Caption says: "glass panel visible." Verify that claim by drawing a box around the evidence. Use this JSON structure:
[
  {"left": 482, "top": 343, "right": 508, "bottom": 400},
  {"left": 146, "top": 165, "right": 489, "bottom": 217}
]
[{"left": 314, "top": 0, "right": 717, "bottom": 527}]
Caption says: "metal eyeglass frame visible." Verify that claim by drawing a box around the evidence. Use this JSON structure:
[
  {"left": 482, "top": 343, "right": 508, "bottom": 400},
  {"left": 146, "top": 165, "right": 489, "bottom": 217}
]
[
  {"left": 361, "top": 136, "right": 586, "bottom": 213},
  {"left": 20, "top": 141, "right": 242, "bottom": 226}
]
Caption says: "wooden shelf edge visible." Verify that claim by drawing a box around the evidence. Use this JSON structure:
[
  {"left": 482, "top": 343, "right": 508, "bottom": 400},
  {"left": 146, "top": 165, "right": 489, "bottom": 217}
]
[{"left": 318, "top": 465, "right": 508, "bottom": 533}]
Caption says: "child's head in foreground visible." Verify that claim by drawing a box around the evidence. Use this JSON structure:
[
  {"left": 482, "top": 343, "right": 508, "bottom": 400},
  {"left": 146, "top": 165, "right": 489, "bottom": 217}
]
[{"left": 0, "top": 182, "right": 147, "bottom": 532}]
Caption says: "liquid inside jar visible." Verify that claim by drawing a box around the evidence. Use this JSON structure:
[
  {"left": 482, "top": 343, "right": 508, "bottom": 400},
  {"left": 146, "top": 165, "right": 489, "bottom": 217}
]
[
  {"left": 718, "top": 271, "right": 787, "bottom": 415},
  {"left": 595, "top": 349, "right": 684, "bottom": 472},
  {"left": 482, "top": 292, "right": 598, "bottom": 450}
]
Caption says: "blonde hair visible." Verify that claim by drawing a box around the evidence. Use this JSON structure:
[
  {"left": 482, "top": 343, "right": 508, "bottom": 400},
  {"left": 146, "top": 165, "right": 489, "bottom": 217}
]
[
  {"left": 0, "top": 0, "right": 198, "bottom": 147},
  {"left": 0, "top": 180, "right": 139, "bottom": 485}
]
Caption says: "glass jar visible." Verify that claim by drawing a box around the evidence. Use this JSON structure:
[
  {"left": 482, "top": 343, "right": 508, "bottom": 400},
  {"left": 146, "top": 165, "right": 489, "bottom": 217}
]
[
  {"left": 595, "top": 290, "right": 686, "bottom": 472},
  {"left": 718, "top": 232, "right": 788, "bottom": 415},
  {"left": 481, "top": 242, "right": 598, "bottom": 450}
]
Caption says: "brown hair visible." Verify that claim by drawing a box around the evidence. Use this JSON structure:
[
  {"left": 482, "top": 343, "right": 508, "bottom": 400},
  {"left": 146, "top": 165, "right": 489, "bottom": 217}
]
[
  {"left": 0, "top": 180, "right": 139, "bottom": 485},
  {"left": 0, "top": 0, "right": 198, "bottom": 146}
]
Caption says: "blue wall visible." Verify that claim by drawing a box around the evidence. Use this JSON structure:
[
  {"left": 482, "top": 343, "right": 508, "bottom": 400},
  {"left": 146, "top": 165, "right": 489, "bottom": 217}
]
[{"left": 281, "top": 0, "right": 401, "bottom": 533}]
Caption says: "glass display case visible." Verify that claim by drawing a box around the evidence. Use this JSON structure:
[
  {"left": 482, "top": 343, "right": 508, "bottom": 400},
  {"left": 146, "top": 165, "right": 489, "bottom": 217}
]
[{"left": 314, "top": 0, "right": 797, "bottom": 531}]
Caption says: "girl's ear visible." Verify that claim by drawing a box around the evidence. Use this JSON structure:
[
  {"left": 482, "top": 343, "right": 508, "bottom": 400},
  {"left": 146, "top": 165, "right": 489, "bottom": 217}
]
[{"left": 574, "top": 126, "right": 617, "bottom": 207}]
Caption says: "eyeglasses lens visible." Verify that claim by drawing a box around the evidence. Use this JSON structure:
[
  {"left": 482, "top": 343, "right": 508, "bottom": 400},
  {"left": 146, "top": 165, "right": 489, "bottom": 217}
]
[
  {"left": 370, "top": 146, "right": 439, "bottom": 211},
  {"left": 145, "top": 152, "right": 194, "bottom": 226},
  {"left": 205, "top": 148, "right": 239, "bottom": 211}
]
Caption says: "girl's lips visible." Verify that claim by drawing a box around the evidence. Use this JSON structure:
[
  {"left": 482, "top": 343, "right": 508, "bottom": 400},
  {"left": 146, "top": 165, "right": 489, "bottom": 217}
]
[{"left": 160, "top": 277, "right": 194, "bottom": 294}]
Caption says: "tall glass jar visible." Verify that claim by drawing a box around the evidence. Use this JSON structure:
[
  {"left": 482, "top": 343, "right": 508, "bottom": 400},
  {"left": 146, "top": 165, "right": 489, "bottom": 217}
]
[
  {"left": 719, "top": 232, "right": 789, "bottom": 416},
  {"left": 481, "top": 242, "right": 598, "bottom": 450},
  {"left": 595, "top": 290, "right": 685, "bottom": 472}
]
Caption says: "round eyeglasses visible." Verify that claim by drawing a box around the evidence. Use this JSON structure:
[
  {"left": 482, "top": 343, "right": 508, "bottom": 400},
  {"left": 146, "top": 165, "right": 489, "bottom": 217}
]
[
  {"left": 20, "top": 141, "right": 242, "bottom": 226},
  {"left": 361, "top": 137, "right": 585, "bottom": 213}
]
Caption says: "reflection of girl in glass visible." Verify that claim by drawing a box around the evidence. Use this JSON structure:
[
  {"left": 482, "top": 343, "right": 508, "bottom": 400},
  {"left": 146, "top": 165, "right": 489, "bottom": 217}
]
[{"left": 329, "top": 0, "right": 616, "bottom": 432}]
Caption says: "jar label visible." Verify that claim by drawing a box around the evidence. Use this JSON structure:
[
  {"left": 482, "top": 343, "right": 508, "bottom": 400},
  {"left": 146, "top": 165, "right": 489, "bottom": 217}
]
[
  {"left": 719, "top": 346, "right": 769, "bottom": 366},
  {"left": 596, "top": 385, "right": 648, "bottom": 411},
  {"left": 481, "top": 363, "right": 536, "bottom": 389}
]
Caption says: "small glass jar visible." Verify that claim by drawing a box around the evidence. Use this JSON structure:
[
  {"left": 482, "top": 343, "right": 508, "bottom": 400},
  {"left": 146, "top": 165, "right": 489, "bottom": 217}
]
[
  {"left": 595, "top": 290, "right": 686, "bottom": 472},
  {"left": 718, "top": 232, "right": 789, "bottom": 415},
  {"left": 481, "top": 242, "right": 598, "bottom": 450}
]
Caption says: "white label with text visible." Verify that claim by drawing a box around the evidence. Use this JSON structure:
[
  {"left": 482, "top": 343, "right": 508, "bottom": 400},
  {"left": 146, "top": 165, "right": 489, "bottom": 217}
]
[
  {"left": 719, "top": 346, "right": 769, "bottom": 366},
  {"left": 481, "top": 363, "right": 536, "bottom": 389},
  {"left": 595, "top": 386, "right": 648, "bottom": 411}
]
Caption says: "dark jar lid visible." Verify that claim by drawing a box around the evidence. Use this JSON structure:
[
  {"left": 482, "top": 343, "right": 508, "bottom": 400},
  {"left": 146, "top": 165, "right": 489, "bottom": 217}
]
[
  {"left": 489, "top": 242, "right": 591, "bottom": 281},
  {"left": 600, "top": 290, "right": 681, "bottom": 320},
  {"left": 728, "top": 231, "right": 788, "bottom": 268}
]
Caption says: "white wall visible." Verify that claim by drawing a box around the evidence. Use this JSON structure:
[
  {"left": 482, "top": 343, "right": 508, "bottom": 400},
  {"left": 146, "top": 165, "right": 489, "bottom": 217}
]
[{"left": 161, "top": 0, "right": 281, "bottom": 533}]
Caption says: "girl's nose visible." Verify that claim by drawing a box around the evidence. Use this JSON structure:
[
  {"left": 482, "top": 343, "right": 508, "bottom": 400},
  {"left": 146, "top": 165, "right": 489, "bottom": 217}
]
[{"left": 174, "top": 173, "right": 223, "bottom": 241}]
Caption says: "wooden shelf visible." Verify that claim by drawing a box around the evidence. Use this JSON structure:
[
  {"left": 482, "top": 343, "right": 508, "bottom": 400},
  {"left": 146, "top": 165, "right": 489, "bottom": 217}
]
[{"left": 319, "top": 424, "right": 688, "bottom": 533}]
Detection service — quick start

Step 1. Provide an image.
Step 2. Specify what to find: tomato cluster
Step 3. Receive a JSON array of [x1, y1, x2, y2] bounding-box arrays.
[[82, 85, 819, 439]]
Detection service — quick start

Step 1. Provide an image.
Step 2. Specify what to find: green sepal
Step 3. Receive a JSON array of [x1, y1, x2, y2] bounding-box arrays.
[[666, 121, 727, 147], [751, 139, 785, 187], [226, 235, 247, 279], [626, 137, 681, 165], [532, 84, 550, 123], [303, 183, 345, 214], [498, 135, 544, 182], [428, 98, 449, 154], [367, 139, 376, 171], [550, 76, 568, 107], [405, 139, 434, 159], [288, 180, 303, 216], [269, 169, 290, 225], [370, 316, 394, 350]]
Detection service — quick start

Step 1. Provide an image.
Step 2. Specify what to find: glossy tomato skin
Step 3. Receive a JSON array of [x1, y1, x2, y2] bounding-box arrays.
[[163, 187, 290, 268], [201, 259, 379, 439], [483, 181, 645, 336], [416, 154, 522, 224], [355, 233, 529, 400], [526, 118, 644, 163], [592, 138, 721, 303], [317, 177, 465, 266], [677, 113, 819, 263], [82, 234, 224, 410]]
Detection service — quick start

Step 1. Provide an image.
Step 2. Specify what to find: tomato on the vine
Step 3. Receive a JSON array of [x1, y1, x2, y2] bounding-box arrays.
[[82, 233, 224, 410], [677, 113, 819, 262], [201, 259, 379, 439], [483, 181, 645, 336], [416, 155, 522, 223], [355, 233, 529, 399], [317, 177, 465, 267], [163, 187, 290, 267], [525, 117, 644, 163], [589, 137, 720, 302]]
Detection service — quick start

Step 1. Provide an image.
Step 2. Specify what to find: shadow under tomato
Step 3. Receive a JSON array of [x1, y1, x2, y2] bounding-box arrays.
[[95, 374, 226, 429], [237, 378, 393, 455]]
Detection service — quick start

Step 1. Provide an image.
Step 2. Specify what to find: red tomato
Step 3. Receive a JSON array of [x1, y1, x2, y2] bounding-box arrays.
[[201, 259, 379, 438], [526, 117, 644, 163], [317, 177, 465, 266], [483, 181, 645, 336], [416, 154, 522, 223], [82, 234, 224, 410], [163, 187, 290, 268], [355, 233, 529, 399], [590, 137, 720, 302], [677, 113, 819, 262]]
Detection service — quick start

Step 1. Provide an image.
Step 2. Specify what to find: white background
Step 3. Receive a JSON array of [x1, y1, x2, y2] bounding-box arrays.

## WORK TO COMPLETE:
Count how many of the lines above contain the word "white", and reply with that number alone.

## FINISHED EXERCISE:
3